AIM ::
Can you reproduce, unchanged, the items from the line containing "Keypoint placement: for each instance of the blonde" up to and including the line containing "(1172, 778)", with nothing else?

>> BEGIN

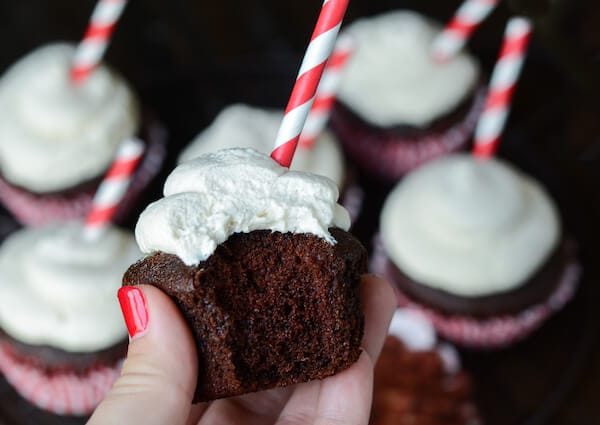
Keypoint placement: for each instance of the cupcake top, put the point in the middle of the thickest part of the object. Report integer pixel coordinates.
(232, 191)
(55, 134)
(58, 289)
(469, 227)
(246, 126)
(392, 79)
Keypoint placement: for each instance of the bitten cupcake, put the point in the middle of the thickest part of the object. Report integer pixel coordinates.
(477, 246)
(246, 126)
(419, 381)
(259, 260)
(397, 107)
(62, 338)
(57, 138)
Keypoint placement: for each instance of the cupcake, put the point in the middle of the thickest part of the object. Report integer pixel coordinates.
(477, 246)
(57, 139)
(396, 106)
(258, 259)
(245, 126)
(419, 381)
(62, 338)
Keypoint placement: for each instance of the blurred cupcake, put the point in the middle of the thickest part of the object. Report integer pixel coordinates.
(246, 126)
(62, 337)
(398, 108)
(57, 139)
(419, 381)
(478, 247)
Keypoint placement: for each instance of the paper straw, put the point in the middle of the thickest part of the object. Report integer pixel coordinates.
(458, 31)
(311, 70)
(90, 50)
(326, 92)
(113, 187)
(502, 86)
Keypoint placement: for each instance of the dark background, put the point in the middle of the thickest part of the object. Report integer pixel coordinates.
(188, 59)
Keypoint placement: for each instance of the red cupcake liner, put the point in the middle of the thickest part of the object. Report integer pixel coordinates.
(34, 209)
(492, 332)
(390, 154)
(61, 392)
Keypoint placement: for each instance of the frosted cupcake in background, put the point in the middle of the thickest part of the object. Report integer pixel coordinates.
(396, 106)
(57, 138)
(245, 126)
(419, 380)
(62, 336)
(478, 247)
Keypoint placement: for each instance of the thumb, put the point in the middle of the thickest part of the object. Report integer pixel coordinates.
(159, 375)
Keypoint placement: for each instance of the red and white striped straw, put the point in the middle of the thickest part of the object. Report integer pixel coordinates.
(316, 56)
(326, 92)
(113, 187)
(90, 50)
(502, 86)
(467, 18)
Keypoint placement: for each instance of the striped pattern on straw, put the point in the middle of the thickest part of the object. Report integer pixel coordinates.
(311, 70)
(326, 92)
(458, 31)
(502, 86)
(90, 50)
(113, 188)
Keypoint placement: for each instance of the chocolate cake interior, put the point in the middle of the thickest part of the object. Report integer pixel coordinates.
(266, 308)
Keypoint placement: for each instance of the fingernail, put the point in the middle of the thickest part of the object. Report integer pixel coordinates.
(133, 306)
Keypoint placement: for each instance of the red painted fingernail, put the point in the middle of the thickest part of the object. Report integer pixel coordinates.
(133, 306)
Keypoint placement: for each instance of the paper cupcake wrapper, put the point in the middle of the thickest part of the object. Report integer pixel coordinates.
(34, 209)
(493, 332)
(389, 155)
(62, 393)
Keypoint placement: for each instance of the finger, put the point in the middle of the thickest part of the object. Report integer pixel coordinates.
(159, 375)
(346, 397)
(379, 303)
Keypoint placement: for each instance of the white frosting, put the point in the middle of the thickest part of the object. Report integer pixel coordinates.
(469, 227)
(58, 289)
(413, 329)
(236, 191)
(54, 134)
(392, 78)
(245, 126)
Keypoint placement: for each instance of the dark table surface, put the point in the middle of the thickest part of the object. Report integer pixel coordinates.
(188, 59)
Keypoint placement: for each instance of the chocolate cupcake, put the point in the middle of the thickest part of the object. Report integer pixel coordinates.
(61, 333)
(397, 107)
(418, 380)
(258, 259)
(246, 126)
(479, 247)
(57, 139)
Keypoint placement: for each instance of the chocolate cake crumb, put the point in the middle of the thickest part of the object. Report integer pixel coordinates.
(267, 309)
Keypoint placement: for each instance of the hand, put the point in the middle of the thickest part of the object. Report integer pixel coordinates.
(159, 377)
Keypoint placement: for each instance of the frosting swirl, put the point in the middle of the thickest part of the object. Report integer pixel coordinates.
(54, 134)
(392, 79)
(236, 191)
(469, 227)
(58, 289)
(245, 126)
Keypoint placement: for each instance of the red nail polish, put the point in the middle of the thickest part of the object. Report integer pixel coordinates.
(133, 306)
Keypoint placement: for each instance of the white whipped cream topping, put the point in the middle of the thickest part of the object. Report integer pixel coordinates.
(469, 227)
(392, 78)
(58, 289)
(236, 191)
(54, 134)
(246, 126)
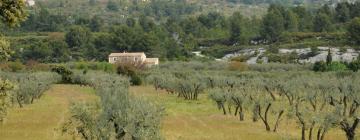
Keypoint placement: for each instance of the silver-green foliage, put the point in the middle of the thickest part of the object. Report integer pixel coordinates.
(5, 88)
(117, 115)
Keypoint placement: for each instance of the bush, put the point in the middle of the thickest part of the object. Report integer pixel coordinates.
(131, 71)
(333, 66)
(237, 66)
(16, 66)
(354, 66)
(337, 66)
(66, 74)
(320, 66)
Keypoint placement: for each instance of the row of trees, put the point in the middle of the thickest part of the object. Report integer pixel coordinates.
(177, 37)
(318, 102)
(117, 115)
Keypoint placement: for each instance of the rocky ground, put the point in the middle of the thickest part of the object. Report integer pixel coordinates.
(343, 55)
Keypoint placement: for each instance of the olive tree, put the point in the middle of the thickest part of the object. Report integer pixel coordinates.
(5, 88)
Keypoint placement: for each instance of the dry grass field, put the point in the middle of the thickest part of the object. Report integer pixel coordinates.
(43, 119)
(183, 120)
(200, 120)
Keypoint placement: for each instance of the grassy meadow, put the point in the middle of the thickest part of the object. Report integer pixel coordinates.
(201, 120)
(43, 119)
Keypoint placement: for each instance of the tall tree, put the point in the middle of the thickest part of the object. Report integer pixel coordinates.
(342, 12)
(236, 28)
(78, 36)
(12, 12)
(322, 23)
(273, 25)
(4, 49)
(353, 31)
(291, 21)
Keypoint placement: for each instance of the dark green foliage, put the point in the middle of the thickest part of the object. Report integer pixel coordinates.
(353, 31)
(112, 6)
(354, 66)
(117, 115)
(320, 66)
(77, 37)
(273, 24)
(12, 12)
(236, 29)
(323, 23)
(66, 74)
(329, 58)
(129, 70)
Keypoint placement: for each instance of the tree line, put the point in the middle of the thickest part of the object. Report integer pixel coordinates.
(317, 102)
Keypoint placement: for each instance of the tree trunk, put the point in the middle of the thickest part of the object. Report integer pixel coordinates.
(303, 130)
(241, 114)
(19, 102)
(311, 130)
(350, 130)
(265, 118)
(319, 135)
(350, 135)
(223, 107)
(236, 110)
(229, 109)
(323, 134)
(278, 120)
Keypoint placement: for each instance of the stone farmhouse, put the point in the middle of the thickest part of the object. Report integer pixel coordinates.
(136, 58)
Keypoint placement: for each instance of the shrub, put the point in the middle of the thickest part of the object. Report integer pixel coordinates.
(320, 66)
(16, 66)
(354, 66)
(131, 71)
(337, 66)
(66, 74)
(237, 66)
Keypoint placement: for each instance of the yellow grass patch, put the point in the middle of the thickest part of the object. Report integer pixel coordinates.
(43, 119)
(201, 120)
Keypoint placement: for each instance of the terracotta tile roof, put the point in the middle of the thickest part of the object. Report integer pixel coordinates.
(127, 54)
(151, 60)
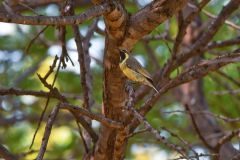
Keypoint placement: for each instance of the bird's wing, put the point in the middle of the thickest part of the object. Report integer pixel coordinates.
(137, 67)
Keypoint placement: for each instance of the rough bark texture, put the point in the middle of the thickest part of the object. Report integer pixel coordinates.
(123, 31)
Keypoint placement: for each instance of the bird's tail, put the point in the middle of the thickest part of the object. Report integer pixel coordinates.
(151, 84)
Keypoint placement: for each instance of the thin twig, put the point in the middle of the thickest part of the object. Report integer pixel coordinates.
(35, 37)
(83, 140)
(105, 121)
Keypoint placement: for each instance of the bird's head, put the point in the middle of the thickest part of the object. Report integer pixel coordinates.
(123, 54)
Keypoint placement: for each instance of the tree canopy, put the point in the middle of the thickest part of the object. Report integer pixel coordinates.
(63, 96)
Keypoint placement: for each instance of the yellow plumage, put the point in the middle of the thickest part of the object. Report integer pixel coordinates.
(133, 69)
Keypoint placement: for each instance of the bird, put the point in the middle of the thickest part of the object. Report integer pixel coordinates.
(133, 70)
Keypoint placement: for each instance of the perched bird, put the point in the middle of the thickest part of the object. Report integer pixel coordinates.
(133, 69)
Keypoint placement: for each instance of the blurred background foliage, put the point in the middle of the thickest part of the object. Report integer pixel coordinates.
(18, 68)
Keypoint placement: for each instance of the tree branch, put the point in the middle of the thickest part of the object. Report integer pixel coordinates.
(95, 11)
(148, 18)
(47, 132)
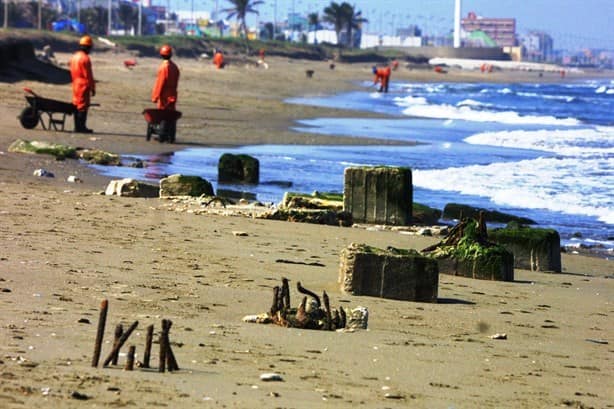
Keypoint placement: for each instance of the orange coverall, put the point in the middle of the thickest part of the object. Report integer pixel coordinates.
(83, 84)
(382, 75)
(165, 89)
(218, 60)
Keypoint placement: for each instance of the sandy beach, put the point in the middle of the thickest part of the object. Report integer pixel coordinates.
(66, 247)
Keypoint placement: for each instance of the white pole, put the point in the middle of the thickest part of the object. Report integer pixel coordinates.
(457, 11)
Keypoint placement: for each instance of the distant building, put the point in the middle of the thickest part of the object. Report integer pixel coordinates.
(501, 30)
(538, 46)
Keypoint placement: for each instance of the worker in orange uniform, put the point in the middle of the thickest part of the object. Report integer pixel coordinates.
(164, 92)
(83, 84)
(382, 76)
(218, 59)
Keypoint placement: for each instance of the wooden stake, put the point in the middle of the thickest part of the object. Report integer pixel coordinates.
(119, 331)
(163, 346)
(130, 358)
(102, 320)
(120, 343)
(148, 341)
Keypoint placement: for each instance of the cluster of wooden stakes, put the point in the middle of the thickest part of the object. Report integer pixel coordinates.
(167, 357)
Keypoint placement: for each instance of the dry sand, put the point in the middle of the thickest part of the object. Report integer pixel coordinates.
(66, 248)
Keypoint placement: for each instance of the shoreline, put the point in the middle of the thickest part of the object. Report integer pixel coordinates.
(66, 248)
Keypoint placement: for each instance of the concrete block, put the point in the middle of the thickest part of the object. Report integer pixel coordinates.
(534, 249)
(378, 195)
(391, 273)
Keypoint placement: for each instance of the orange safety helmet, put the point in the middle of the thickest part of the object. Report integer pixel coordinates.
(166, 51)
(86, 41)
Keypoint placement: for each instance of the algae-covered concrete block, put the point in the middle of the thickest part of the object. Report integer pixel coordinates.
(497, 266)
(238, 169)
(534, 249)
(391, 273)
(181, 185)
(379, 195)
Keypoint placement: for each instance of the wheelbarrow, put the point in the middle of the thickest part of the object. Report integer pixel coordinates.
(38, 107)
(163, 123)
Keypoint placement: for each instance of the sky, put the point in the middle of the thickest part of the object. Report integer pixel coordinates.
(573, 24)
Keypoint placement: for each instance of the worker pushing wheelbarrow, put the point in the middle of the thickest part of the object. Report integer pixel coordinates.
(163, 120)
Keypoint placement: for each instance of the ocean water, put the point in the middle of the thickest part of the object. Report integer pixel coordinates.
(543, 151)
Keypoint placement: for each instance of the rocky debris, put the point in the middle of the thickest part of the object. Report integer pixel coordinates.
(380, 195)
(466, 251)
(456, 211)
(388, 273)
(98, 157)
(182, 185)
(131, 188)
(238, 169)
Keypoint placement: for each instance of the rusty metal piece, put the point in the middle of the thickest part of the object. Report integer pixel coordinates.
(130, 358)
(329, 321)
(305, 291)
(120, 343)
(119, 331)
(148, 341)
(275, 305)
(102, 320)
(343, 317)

>> END
>> BEGIN

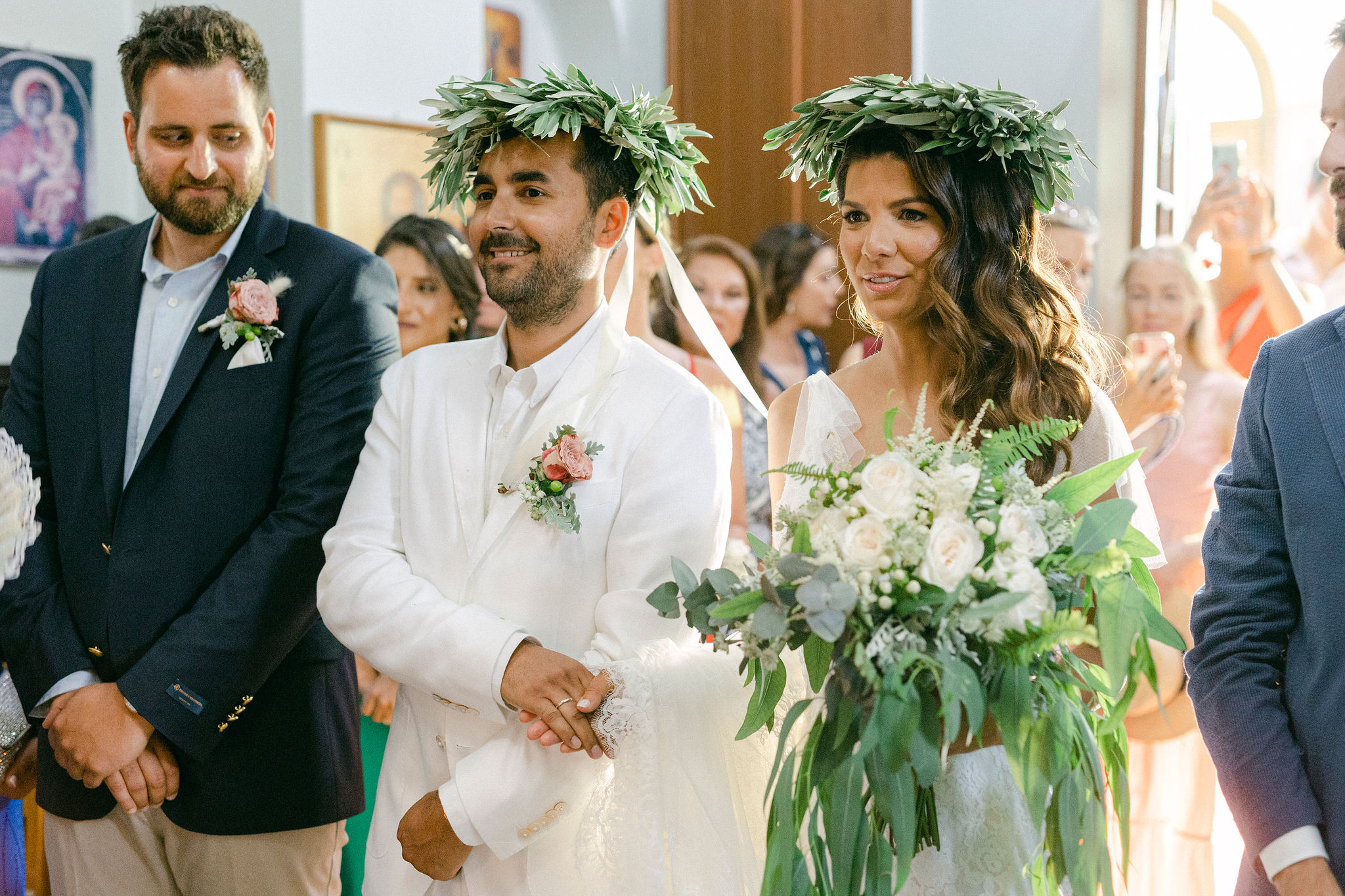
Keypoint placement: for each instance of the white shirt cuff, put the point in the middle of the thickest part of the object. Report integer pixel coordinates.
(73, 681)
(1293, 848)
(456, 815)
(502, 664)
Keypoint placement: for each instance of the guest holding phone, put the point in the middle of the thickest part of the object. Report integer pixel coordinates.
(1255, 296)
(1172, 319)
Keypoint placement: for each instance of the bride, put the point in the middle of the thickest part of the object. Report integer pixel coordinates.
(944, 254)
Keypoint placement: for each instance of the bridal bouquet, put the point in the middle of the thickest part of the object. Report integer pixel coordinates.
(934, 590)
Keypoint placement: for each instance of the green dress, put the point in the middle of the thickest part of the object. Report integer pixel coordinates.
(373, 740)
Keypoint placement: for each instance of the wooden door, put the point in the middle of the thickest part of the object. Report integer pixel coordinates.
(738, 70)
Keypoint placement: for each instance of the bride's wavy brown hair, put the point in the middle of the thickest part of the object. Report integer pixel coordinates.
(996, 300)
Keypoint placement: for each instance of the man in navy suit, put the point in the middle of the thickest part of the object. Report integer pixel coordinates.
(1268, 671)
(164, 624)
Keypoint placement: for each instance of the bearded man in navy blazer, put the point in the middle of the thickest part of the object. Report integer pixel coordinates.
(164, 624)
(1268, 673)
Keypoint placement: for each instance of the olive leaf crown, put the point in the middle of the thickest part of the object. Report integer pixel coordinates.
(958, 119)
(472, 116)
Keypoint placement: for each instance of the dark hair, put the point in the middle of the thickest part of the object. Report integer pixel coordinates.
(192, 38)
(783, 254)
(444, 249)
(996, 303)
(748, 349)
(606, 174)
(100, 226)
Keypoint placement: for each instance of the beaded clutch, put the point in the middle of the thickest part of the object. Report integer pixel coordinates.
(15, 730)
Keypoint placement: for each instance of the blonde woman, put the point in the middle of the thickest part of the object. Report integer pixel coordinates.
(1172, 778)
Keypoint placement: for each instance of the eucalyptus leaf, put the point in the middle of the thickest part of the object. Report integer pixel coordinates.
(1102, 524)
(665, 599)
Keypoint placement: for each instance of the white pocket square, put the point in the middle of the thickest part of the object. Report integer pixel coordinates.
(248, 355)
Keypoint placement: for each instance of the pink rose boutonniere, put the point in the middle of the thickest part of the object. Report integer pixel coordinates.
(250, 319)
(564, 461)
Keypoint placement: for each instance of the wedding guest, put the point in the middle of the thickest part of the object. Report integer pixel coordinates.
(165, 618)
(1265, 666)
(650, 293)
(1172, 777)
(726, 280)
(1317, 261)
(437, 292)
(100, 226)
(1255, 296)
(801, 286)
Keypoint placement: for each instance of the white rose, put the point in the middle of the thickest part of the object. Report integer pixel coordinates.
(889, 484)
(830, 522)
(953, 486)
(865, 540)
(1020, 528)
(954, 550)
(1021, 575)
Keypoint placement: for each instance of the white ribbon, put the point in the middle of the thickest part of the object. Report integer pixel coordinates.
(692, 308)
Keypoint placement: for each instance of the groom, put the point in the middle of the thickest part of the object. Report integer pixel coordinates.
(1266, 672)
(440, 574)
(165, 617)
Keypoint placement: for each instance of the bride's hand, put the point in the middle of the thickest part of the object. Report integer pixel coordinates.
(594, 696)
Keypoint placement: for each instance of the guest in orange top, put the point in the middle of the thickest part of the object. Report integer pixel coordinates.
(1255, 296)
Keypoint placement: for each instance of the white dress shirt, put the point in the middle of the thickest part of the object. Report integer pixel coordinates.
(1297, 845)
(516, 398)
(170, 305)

>> END

THE REPLY ::
Keypoint placement: for each instance of the blonde woman, put the point in the middle of the thickest part of the object. Report integer pixel coordinates.
(1172, 778)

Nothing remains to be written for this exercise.